Given problem
Rewrite the records below, swapping each occurrence of "mask" for "region" and changing nothing else.

Exercise inputs
-----

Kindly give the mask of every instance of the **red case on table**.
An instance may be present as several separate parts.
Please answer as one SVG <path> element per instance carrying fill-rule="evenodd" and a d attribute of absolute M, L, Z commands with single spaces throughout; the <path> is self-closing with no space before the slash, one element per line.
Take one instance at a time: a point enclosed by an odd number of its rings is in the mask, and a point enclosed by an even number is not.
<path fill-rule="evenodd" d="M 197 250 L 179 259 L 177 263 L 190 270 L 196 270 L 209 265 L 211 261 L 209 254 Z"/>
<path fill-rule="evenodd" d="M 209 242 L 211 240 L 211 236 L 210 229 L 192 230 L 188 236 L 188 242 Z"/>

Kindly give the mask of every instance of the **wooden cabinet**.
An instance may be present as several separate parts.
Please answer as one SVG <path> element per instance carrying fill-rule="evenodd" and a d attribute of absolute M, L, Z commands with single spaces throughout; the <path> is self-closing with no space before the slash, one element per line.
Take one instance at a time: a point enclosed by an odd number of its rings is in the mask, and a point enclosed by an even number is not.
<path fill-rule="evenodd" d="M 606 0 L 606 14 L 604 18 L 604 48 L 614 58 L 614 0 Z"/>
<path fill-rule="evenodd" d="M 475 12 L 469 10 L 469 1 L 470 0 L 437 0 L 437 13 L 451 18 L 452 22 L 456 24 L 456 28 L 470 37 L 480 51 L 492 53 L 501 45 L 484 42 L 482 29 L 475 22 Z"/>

-----

Output of the task
Kindly give the region of every instance of the **red case on table**.
An instance may be present as several separate parts.
Please answer as one SVG <path> element per instance carrying fill-rule="evenodd" and a d attribute of absolute M, L, Z commands with single spaces throughout; the <path> is self-closing with no space before the slash, one element per line.
Take one instance at a time: a point enclosed by an odd number of its rings is in the region, and a point enclosed by an even number is not.
<path fill-rule="evenodd" d="M 197 250 L 179 259 L 177 263 L 190 270 L 196 270 L 209 265 L 211 261 L 209 254 Z"/>
<path fill-rule="evenodd" d="M 209 242 L 211 240 L 211 236 L 210 229 L 192 230 L 188 236 L 188 242 Z"/>

Kindly give the region of every instance of the **wooden cabinet**.
An instance may be present as several separate parts.
Please answer as one SVG <path> element per instance carrying fill-rule="evenodd" and a d attribute of absolute M, L, Z commands with single spaces throughout; the <path> is self-closing with no space before the slash, one element per line.
Take one instance at a time: a point enclosed by an odd number of its rings is in the region, and a point enclosed by an even number is not.
<path fill-rule="evenodd" d="M 606 0 L 606 14 L 604 18 L 604 48 L 614 58 L 614 0 Z"/>
<path fill-rule="evenodd" d="M 475 12 L 469 10 L 469 1 L 470 0 L 437 0 L 437 13 L 451 18 L 452 22 L 456 24 L 456 28 L 470 37 L 480 51 L 492 53 L 501 45 L 484 42 L 482 29 L 475 22 Z"/>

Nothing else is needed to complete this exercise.